++++ DATA SHOWN ++++
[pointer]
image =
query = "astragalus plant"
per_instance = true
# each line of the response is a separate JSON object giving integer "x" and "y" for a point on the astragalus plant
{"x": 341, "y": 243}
++++
→ WHAT THE TASK REQUIRES:
Please give the records again exactly as they are.

→ SOLUTION TO THIS PROBLEM:
[pointer]
image =
query = "astragalus plant"
per_instance = true
# each line of the response is a separate JSON object giving integer "x" and "y" for a point on the astragalus plant
{"x": 341, "y": 243}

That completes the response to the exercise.